▶ _TEXTAUSZUG_
# taz.de -- Genossenschaftliche Schule in Honduras: Klasse dank Kaffee
       
       > Im Süden von Honduras baut eine Genossenschaft Biokaffee an. Außerdem
       > finanziert sie eine Schule mit eigenem Bildungskonzept.
       
 (IMG) Bild: 14 Jahre und voller Pläne: Lizzy möchte nach der Schule ökologischen Landbau studieren
       
       MARCALA taz | „Comsa International School“ steht in fetten Lettern an der
       bunt bemalten Wand des zweistöckigen Gebäudes. Darüber sitzt ein
       Eichhörnchen, das seinem Nachwuchs aus einem Buch vorliest. Das putzige
       Logo gehört zur Genossenschaft Café Orgánico Marcala S.A., kurz Comsa, die
       die Schule in Marcala betreibt. Einem Ort im Südwesten von Honduras nahe
       der Grenze zu El Salvador, der bisher weniger für gute
       Bildungseinrichtungen denn [1][für hervorragenden Kaffee bekannt] ist. Ein
       Image, an dem Rodolfo Peñalba feilen möchte.

▶ _AUFGABE 1_
Beantworten Sie anhand des Artikels über die Genossenschaftsschule in Honduras die folgenden Fragen:
(a) Was baut die Genossenschaft im Süden von Honduras an?
(b) Was möchte Lizzy nach der Schule studieren?
(c) In der Nähe der Grenze zu welchem Land liegt Marcala?
▶ _AUFGABE 2_
Geben Sie den Abschnitt des Artikels, der mit „(IMG) Bild: 14“ beginnt und sich bis „Peñalba feilen möchte.“ erstreckt, erneut wieder und tauschen Sie dabei „Eichhörnchen“ gegen „Murmeltier“ aus.
▶ _AUFGABE 3_
Schreiben Sie den Artikel über die Genossenschaftsschule in Honduras im Anschluss an seinen letzten Satz weiter.
Das nachstehende Material ist vom Artikel unabhängig.

▶ _BEREITGESTELLTES MATERIAL_
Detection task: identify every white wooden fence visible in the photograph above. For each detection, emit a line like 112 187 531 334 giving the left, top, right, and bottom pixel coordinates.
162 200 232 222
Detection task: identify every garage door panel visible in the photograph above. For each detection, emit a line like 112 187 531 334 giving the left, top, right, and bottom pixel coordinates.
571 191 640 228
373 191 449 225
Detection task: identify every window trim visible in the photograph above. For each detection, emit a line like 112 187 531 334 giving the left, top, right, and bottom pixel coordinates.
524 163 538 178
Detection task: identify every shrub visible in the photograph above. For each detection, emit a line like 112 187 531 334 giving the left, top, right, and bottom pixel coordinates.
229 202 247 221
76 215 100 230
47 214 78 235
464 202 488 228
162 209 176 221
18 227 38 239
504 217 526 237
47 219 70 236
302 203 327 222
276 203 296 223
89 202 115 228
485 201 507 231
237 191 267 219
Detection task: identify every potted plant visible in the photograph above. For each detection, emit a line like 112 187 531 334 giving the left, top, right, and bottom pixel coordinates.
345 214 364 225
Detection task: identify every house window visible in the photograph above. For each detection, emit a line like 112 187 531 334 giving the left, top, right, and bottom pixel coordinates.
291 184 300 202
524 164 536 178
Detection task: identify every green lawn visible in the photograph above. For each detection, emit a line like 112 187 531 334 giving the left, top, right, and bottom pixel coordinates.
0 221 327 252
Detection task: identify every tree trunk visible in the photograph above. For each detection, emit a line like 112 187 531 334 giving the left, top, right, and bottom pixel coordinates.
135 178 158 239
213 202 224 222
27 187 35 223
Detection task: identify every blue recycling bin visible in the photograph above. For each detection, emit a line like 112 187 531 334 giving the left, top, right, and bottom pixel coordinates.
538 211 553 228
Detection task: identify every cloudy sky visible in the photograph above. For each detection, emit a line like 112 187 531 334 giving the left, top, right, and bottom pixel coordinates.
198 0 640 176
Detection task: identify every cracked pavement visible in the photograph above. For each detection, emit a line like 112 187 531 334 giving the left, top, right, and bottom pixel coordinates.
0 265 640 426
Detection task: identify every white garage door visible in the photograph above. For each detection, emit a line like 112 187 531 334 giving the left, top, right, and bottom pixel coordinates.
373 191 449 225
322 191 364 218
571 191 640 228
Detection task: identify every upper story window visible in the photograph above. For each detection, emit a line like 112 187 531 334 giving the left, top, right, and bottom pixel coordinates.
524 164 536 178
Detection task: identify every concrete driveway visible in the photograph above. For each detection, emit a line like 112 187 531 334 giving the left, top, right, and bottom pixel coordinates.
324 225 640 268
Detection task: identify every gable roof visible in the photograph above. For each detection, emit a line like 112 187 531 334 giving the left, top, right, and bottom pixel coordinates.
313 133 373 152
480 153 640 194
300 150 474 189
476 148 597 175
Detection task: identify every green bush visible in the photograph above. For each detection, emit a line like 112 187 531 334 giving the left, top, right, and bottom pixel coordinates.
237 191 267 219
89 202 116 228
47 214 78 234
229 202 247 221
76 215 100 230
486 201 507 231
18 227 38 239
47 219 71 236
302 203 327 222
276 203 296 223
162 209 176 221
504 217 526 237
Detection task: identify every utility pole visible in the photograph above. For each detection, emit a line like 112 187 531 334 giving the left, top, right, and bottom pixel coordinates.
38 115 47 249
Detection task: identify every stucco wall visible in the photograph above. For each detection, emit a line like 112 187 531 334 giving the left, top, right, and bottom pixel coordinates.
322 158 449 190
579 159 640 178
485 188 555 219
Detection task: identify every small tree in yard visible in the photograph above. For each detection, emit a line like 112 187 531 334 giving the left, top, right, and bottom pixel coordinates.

▶ _ANTWORT 1_
(a) Biokaffee
(b) Ökologischen Landbau
(c) El Salvador

▶ _ANTWORT 2_
(IMG) Bild: 14 Jahre und voller Pläne: Lizzy möchte nach der Schule ökologischen Landbau studieren
       
       MARCALA taz | „Comsa International School“ steht in fetten Lettern an der
       bunt bemalten Wand des zweistöckigen Gebäudes. Darüber sitzt ein
       Murmeltier, das seinem Nachwuchs aus einem Buch vorliest. Das putzige
       Logo gehört zur Genossenschaft Café Orgánico Marcala S.A., kurz Comsa, die
       die Schule in Marcala betreibt. Einem Ort im Südwesten von Honduras nahe
       der Grenze zu El Salvador, der bisher weniger für gute
       Bildungseinrichtungen denn [1][für hervorragenden Kaffee bekannt] ist. Ein
       Image, an dem Rodolfo Peñalba feilen möchte.

▶ _ANTWORT 3_
       
       Der Geschäftsführer der rund 1.550 Mitglieder zählenden Genossenschaft will
       mehr, als das honduranische Bildungssystem hergibt. „Die Entwicklung einer
       Region hängt auch davon ab, ob das Bildungssystem funktioniert. In Honduras
       ist das oft nicht der Fall“, kritisiert Peñalba und weist den Weg in den
       Innenhof der Schule. Die besteht aus zwei Gebäuden, die in Form eines L
       miteinander verbunden sind.
       
       Dort wo die beiden Gebäude, von denen das eine gerade erweitert und
       aufgestockt wird, aufeinandertreffen, hat Angelica Arabella Gutíerrez ihr
       Büro. Die 24-jährige Pädagogin ist die Rektorin der Comsa-Schule. Vor zehn
       Jahren wurde die Schule gegründet. 2016 dann übernahm sie die
       Kaffeekooperative wegen finanzieller Engpässe, am bilingualen Konzept hat
       man festgehalten.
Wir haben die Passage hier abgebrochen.